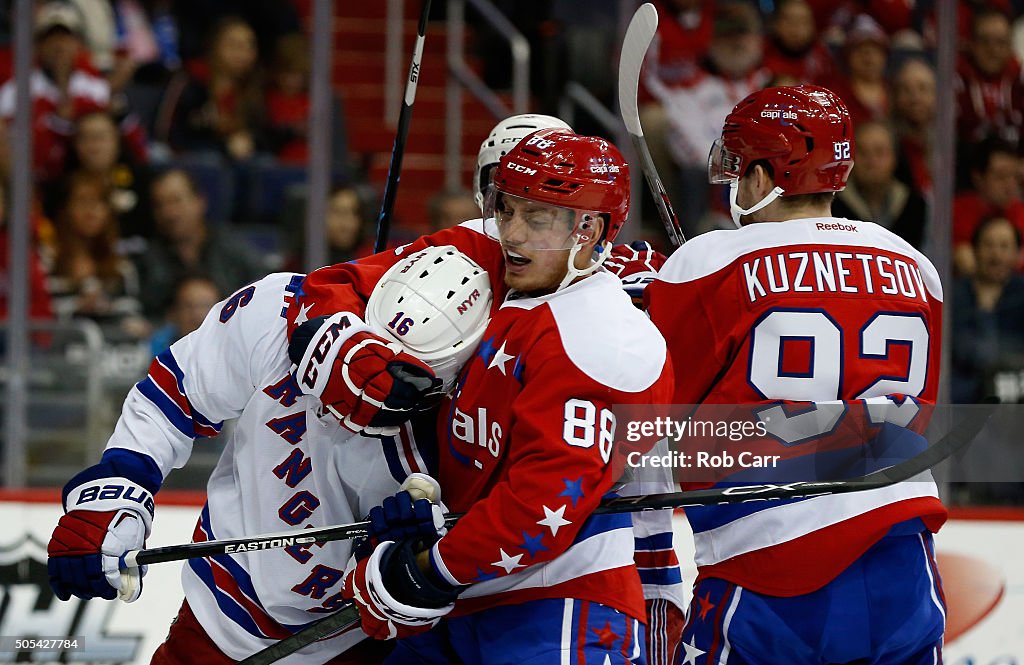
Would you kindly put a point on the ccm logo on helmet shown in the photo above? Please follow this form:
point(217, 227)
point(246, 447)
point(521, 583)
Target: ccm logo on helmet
point(776, 115)
point(470, 301)
point(836, 226)
point(520, 168)
point(543, 143)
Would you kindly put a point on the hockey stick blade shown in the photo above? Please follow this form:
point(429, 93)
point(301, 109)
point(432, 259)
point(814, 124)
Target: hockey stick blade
point(638, 37)
point(339, 621)
point(958, 438)
point(955, 440)
point(401, 135)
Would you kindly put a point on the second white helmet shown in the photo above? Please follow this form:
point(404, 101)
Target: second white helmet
point(503, 138)
point(436, 303)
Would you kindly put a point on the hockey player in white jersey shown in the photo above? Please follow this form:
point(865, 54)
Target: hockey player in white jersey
point(287, 464)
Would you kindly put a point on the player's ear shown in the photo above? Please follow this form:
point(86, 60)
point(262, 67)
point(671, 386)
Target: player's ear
point(590, 230)
point(762, 180)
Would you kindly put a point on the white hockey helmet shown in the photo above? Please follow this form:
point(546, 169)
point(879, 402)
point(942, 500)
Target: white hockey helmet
point(503, 138)
point(435, 303)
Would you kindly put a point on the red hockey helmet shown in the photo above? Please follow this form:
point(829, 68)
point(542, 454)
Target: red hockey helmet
point(804, 132)
point(559, 168)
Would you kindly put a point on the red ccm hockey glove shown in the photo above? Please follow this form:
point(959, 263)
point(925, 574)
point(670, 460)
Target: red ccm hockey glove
point(370, 384)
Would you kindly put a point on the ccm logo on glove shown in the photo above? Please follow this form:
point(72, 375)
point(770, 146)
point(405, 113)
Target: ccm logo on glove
point(322, 348)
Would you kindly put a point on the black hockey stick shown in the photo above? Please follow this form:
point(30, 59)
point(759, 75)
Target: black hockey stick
point(638, 36)
point(957, 438)
point(339, 621)
point(398, 151)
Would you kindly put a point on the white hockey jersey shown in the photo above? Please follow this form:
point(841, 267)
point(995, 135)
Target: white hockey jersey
point(284, 467)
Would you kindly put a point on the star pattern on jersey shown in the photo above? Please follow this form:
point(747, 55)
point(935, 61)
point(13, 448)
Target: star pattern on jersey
point(706, 605)
point(573, 489)
point(507, 563)
point(691, 653)
point(532, 544)
point(303, 317)
point(517, 369)
point(500, 359)
point(486, 349)
point(482, 576)
point(553, 520)
point(606, 636)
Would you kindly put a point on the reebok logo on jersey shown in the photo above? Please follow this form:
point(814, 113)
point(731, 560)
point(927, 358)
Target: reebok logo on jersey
point(835, 225)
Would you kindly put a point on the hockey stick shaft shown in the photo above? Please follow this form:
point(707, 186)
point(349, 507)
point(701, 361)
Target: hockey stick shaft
point(398, 151)
point(339, 621)
point(638, 37)
point(956, 439)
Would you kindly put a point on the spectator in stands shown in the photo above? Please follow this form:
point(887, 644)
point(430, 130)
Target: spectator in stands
point(873, 194)
point(864, 56)
point(349, 223)
point(988, 313)
point(97, 151)
point(185, 244)
point(288, 109)
point(89, 278)
point(684, 32)
point(288, 99)
point(195, 295)
point(267, 18)
point(450, 208)
point(794, 49)
point(220, 107)
point(913, 116)
point(695, 113)
point(995, 175)
point(39, 296)
point(988, 85)
point(62, 87)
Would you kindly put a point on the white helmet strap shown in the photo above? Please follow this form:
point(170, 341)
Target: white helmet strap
point(738, 212)
point(572, 273)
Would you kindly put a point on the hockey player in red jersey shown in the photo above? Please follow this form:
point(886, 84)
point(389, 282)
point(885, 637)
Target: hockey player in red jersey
point(635, 265)
point(798, 305)
point(525, 440)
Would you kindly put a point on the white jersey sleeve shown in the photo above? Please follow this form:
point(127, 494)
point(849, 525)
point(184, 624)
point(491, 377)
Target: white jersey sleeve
point(208, 376)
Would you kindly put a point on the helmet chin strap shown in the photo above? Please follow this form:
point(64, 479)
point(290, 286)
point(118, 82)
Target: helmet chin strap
point(572, 273)
point(738, 212)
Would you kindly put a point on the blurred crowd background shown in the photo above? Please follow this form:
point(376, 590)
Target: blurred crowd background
point(170, 150)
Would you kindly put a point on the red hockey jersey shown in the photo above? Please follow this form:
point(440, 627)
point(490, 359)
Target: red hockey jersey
point(817, 309)
point(526, 440)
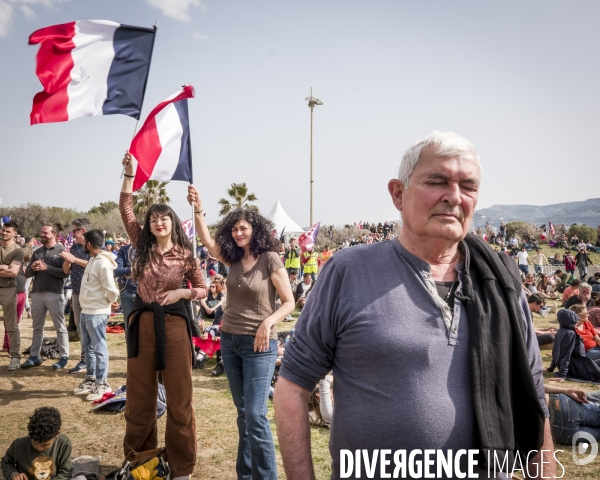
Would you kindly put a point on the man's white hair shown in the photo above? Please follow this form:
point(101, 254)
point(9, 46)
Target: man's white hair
point(447, 144)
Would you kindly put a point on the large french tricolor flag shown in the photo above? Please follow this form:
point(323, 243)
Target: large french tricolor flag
point(162, 146)
point(90, 68)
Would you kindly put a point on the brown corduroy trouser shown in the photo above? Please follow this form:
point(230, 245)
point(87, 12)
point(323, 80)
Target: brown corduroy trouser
point(142, 389)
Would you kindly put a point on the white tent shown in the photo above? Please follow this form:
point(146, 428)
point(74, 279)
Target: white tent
point(283, 220)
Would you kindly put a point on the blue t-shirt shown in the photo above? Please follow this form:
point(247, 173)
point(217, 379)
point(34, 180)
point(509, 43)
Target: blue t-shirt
point(77, 251)
point(399, 354)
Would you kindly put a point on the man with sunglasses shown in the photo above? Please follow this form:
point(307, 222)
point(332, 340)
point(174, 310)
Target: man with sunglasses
point(75, 262)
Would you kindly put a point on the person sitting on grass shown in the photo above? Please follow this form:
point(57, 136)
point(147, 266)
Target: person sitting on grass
point(545, 288)
point(45, 454)
point(568, 354)
point(571, 411)
point(591, 339)
point(529, 284)
point(583, 296)
point(561, 280)
point(571, 290)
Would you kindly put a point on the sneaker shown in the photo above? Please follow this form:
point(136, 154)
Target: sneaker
point(80, 367)
point(14, 364)
point(62, 363)
point(85, 387)
point(32, 362)
point(218, 370)
point(98, 392)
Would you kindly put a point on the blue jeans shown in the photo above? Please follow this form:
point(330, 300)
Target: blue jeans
point(93, 334)
point(524, 268)
point(249, 374)
point(127, 301)
point(538, 268)
point(567, 417)
point(593, 353)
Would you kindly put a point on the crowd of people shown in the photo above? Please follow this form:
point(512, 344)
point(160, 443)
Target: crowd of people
point(243, 281)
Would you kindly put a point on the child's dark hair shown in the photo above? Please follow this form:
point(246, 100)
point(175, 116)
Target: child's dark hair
point(44, 424)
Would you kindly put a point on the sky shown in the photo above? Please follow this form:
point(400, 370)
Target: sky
point(518, 79)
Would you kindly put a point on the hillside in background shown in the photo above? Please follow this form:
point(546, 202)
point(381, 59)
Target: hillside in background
point(586, 212)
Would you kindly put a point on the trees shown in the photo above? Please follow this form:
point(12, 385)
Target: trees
point(239, 199)
point(152, 192)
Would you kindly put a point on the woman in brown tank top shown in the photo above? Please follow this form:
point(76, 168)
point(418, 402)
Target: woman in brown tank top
point(248, 334)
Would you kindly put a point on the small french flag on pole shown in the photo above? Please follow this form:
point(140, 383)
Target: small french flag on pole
point(162, 146)
point(90, 68)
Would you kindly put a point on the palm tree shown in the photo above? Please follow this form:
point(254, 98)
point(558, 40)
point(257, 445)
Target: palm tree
point(239, 199)
point(152, 192)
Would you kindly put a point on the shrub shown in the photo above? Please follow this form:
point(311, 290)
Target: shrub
point(583, 232)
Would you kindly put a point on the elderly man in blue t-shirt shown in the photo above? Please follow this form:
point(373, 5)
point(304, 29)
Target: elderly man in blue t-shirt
point(459, 371)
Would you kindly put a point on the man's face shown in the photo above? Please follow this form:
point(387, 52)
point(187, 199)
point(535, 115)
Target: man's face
point(585, 294)
point(41, 446)
point(47, 235)
point(442, 196)
point(78, 234)
point(8, 233)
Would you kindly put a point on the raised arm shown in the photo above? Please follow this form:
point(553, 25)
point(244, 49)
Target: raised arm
point(126, 201)
point(200, 223)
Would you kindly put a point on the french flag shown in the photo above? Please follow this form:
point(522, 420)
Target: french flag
point(308, 239)
point(162, 146)
point(90, 68)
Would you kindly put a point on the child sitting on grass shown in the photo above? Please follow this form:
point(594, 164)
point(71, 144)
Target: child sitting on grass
point(43, 455)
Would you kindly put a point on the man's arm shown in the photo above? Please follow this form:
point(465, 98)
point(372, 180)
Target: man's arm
point(122, 270)
point(11, 270)
point(293, 429)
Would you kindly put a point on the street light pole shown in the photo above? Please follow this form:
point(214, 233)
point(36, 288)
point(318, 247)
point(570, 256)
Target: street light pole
point(312, 101)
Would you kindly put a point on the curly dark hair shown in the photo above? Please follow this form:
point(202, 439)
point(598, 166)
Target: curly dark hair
point(44, 424)
point(262, 238)
point(145, 252)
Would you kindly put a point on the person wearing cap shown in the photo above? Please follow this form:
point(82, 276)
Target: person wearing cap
point(582, 260)
point(292, 256)
point(539, 259)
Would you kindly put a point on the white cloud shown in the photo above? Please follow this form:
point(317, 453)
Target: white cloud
point(7, 11)
point(28, 12)
point(5, 14)
point(177, 9)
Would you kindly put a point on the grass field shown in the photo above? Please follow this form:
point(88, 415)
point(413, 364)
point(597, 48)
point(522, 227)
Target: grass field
point(101, 434)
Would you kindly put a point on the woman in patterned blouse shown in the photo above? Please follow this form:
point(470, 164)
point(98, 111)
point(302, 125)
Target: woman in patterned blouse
point(159, 332)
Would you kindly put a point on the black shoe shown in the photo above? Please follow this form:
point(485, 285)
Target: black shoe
point(199, 364)
point(218, 370)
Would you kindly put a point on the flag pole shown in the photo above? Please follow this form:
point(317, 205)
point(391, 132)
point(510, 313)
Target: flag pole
point(144, 94)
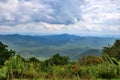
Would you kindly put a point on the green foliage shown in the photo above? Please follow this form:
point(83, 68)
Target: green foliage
point(90, 60)
point(60, 68)
point(5, 54)
point(114, 50)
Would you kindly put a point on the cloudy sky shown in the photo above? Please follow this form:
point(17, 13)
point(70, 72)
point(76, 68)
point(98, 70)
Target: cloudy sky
point(80, 17)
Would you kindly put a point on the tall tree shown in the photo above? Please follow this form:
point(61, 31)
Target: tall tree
point(114, 50)
point(5, 54)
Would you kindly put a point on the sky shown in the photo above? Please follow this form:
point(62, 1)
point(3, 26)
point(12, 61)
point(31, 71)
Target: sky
point(46, 17)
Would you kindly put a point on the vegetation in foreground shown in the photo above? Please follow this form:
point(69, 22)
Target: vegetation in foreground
point(15, 67)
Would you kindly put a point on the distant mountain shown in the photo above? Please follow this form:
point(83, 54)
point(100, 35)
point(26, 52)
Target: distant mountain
point(46, 46)
point(91, 52)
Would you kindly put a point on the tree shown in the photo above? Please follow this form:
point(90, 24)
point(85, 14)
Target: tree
point(34, 59)
point(5, 54)
point(113, 51)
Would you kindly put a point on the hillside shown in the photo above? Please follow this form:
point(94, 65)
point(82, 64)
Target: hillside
point(45, 46)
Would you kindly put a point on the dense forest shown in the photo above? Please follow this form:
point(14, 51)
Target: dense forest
point(15, 67)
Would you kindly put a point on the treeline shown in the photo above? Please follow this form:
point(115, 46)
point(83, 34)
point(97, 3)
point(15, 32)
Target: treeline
point(107, 66)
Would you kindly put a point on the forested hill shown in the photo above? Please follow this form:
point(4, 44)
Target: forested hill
point(45, 46)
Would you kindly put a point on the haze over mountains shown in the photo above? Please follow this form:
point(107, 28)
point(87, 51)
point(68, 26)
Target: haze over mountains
point(65, 44)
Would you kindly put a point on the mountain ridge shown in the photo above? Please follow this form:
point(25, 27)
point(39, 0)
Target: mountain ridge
point(47, 45)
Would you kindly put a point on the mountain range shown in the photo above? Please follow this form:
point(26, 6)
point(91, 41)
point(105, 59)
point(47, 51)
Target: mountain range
point(45, 46)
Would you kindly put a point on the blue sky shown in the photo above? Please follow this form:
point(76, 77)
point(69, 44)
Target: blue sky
point(80, 17)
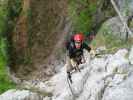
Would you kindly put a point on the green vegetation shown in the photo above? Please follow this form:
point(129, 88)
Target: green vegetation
point(81, 13)
point(5, 11)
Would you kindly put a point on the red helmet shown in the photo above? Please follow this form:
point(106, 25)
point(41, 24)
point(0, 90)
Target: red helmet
point(78, 37)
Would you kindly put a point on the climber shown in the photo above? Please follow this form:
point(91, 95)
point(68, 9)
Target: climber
point(75, 53)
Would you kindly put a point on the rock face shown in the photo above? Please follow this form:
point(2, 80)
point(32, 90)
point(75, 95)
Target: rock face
point(20, 95)
point(40, 29)
point(109, 77)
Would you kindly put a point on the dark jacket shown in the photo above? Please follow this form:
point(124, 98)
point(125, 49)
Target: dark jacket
point(73, 52)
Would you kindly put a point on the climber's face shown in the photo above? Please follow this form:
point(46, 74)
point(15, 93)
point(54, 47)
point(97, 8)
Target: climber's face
point(78, 44)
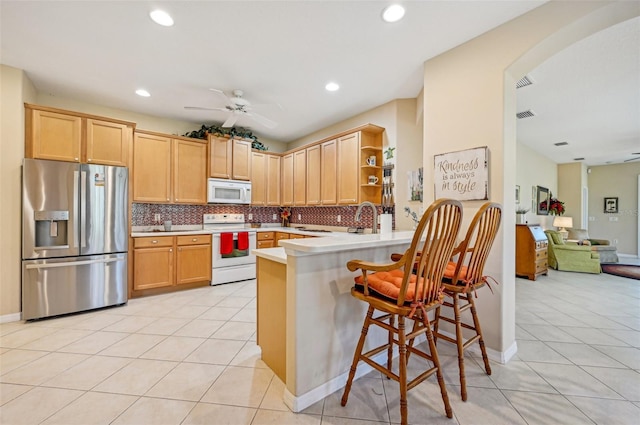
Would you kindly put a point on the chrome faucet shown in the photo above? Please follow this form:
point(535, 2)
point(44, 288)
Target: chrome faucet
point(374, 229)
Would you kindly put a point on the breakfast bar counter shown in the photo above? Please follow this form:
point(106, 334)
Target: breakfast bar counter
point(307, 321)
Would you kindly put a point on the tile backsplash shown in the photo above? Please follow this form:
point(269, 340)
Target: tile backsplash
point(144, 214)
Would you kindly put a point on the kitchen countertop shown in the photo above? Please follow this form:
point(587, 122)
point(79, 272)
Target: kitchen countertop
point(180, 230)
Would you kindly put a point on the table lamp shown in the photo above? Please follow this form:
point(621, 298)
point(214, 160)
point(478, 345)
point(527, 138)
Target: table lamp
point(563, 222)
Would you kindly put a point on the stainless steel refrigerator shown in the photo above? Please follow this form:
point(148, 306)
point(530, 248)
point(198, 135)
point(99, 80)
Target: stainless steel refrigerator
point(74, 237)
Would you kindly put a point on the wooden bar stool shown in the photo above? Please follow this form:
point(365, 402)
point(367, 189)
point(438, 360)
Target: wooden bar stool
point(399, 292)
point(461, 280)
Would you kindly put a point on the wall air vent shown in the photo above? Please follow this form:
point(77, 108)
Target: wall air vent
point(525, 114)
point(524, 82)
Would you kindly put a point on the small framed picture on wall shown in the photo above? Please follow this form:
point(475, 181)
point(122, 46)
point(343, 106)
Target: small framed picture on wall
point(611, 205)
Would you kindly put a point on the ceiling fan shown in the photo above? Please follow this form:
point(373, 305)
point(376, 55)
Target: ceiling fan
point(238, 107)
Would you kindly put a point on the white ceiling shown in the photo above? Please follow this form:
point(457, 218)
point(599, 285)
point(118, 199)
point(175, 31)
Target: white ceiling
point(284, 52)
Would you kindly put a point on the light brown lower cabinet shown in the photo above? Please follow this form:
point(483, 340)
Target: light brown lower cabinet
point(170, 261)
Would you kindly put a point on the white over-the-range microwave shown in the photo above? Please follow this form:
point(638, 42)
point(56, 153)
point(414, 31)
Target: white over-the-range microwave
point(222, 191)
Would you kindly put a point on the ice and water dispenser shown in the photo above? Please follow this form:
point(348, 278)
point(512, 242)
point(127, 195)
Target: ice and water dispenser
point(51, 229)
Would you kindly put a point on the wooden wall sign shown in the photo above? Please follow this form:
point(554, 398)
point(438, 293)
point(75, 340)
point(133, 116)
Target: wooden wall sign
point(462, 175)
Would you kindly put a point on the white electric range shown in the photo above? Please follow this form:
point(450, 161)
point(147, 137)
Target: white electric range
point(239, 264)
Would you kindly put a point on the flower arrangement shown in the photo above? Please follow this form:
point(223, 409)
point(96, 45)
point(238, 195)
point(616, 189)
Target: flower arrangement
point(556, 207)
point(285, 214)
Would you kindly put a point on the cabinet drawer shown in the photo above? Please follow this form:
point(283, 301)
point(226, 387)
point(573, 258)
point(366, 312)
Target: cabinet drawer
point(281, 235)
point(265, 236)
point(193, 240)
point(148, 242)
point(266, 244)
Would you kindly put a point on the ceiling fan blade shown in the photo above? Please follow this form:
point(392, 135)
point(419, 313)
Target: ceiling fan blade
point(262, 120)
point(201, 108)
point(230, 121)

------------------------------------------------------------

TASK DESCRIPTION
Everything from the line with "Would you kindly put a point on the light" to the end of the listing above is to be set down exactly, both ends included.

WRITTEN SOLUTION
Would you kindly put a point on the light brown lower cabinet shown in the photo above? Please follow this form:
point(483, 340)
Target: light brown lower cabinet
point(170, 261)
Would you kindly put a point on the white over-the-range microwave shown in the photo above? Please follow this form:
point(638, 42)
point(56, 153)
point(414, 31)
Target: white over-the-range microwave
point(222, 191)
Would you kindly put a point on the ice and water dispenser shown in the photo above? Please follow this form:
point(348, 278)
point(512, 242)
point(127, 195)
Target: ice and water dispenser
point(51, 229)
Would you kindly put a point on the wooden wall sign shown in the photo above? Please follow this form:
point(554, 398)
point(438, 293)
point(75, 340)
point(133, 116)
Target: wooden wall sign
point(462, 175)
Would you kindly put a point on the white electric range shown in the photo above? Please follow this form:
point(450, 161)
point(147, 137)
Target: white electric range
point(239, 264)
Would you kindly put a point on the flower arrangement shown in the photo above? Please follow this form:
point(223, 409)
point(96, 45)
point(238, 195)
point(616, 189)
Target: flower arrangement
point(556, 207)
point(285, 214)
Would you kindly put a point on the cabinet drawer shown in the photo above? Please follow this form:
point(283, 301)
point(226, 387)
point(573, 258)
point(366, 312)
Target: cabinet drawer
point(281, 235)
point(265, 236)
point(193, 240)
point(148, 242)
point(266, 244)
Would you kindly put a point on the ceiling fan blade shown in the photo above? Please follow this form:
point(392, 135)
point(419, 313)
Target: ceiling fan blade
point(262, 120)
point(201, 108)
point(230, 121)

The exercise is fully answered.